═════ TEXT TO READ
Current Investigations in Agriculture and Current Research

Opinion(ISSN: 2637-4676)

The Role of Water-Food-Energy Nexus in Achieving Sustainable Agriculture Volume 8 - Issue 3

Jacques Ganoulis*

  • UNESCO Chair for Water, Aristotle University of Thessaloniki, Greece

Received: March 02, 2020;   Published: March 10, 2020

Corresponding author: Jacques Ganoulis, UNESCO Chair for Water, Aristotle University of Thessaloniki, Greece

DOI: 10.32474/CIACR.2020.08.000290

Abstract PDF


The UN Rio declaration [1] has initiated in 1992 many international initiatives, research activities, academic programs, and policy frameworks, aiming to define and implement the concept of “sustainable development”. This term was first introduced in the report to the UN, established in 1987 by the World Commission on Environment and Development, chaired by Mrs. Brundland, Norway’s Prime Minister, commonly known as the Brundland Report [2]. Although the term “sustainable development” is until now not completely clear, it was understood as the development that combines socio-economic growth with environmental protection and social equity.
The majority of the UN Member States have agreed in 2000 to adopt eight “Millennium Development Goals” (MDGs) [3], that all have measurable targets for monitoring the progress made for achieving sustainability. Every target has a number of more particular indicators, some of them been related to water, energy, and food. For example, the seventh MDG on environmental sustainability has among others, the target of achieving safe drinking water and sanitation. The same MDG 7 refers to energy-related indicators, such as the amount of energy used per GDP, the population proportion using solid fuels and the CO2 emissions per capita. Also, different concerns on food production were formulated as a first priority in the MDG 1: Eradicate extreme poverty and hunger.
The UN General Assembly has adopted in 2015 a working plan named the “2030 Agenda for Sustainable Development” [4]. This global planning contains 17 Sustainable Development Goals (SDGs), many of which are related to water, energy and food. More precisely, the Goal 6: ensure availability and sustainable management of water and sanitation for all, the Goal 13: take urgent action to combat climate change and its impacts and the Goal 2: end hunger, achieve food security and improved nutrition and promote sustainable agriculture. According to UN Secretary-General António Guterres, climate change is the defining issue of our time. Due to high atmospheric concentrations of greenhouse gases emitted from different fossil energy sources, such as industries, cars and airplanes, climate change is becoming the most important challenge humanity faces today. Rise of the atmospheric temperature induces changes in precipitation patterns and also increase of hydrological extremes, such as floods and droughts. This means that again water and energy sustainability are the main keys to adaptation and mitigation under climate change. Concerning the goal of water security, the concept of Integrated Water Resources Management (IWRM), was introduced in 2000 by the Global Water Partnership, an NGO based in Stockholm, as the most appropriate framework for water security [5]. The main idea is that water management cannot be considered in isolation from other natural resources, such as the soil, the forests, and the water-related ecosystems and that a holistic and interdisciplinary approach taking into account economic and social considerations is more appropriate. In fact, the elements to integrate in this approach are not well defined and the implementation of IWRM in practice has revealed many difficulties. Based on similar concepts, the IWRM methodology has been adopted in 2000 by the European Union, as a policy framework, known as the EU Water Framework Directive (EU-WFD) [6]. The adoption of the EU-WFD by the European Member States is compulsory and failure to integrate the water directive into the national legal framework may induce fines from the European Court.
══════════
═════ PROVIDED MATERIAL
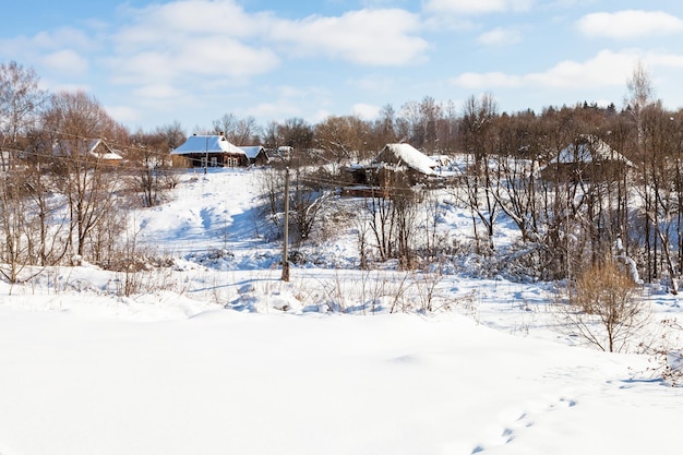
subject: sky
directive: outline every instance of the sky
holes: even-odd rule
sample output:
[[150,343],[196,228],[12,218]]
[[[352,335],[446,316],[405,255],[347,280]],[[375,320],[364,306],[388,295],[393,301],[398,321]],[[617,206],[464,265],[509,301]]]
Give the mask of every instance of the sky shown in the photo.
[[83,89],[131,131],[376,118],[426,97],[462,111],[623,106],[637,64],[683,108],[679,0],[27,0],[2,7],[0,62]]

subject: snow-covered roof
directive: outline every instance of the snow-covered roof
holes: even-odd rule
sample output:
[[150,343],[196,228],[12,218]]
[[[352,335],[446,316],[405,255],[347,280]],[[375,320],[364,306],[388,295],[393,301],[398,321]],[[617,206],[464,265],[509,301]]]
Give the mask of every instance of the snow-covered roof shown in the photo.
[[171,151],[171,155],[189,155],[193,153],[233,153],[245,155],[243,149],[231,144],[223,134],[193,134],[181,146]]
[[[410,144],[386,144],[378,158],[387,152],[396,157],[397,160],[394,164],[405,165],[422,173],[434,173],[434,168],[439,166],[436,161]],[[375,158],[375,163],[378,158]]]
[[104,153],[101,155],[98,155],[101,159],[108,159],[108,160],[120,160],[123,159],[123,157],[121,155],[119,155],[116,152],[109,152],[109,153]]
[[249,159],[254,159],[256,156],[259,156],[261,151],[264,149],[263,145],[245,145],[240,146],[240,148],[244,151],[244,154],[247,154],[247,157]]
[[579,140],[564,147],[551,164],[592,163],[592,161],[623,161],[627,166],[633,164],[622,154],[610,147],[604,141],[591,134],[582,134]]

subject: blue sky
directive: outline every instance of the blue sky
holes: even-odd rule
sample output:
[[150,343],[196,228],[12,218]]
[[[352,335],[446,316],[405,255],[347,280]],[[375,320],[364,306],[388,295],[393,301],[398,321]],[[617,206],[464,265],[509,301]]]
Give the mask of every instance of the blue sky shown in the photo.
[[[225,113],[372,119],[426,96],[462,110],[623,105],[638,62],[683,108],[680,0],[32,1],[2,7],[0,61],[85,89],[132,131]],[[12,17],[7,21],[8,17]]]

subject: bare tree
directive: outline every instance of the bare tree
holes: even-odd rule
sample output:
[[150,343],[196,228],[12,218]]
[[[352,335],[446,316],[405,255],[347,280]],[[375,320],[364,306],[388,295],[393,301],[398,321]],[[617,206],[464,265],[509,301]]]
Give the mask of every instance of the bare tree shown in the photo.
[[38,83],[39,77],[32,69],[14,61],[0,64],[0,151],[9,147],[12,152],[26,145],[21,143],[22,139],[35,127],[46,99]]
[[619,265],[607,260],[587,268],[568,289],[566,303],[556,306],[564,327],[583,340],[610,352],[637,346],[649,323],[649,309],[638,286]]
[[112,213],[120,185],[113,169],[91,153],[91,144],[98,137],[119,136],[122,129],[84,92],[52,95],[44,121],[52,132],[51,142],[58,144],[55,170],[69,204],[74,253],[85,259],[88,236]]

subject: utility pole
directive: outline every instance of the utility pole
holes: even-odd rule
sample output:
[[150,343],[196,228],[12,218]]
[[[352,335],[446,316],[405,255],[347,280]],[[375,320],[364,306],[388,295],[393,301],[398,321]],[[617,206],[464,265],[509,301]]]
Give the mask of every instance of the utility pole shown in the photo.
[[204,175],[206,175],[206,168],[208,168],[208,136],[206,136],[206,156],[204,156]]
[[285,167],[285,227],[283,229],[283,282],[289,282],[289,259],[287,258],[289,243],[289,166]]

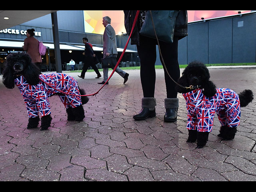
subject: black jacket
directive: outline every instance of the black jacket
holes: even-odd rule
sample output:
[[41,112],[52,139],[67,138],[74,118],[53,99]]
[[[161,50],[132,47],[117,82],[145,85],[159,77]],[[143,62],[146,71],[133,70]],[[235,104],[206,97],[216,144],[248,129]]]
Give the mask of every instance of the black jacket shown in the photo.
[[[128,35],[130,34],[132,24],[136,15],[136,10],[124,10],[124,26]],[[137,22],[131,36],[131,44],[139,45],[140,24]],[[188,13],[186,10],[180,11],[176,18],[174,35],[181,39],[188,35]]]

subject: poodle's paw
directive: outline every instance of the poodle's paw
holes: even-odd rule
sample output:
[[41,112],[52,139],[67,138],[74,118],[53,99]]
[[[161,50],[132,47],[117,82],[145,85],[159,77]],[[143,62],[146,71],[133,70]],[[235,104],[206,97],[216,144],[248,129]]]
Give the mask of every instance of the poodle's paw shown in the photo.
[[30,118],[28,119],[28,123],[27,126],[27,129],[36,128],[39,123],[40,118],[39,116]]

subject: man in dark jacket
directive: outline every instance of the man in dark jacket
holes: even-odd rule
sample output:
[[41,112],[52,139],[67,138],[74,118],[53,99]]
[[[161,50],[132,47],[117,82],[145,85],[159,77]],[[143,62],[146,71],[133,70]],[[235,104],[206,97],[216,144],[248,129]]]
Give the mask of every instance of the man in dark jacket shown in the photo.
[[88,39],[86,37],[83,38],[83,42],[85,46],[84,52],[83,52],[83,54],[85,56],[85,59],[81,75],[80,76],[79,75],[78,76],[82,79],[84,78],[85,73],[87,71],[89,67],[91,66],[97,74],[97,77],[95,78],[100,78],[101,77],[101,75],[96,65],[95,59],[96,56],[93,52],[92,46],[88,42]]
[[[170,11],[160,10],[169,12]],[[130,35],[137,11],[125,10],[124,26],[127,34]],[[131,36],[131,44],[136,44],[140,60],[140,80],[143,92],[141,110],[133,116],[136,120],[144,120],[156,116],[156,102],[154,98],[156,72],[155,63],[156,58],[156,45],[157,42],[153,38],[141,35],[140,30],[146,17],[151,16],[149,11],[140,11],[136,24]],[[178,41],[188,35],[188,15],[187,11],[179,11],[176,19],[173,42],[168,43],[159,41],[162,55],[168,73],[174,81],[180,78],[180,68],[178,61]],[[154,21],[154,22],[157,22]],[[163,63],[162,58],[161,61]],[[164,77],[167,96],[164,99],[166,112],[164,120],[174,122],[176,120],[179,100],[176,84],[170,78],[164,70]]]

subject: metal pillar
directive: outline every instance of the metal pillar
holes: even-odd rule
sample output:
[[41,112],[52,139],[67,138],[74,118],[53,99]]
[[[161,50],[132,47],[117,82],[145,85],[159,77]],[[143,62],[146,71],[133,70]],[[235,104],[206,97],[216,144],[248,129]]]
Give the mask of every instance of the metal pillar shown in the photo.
══════════
| CHALLENGES |
1. Answer these questions using the text on the water-food-energy nexus.
(a) In what year was the Brundland Report established?
(b) How many Sustainable Development Goals does the 2030 Agenda contain?
(c) In which city is the Global Water Partnership based?
2. Repeat the portion of the text on the water-food-energy nexus starting with "Received: March 02, 2020;" and going on through "and social equity.".

| FINAL ANSWERS |
1.
(a) 1987
(b) 17
(c) Stockholm

2.
Received: March 02, 2020;   Published: March 10, 2020

Corresponding author: Jacques Ganoulis, UNESCO Chair for Water, Aristotle University of Thessaloniki, Greece

DOI: 10.32474/CIACR.2020.08.000290

Abstract PDF


The UN Rio declaration [1] has initiated in 1992 many international initiatives, research activities, academic programs, and policy frameworks, aiming to define and implement the concept of “sustainable development”. This term was first introduced in the report to the UN, established in 1987 by the World Commission on Environment and Development, chaired by Mrs. Brundland, Norway’s Prime Minister, commonly known as the Brundland Report [2]. Although the term “sustainable development” is until now not completely clear, it was understood as the development that combines socio-economic growth with environmental protection and social equity.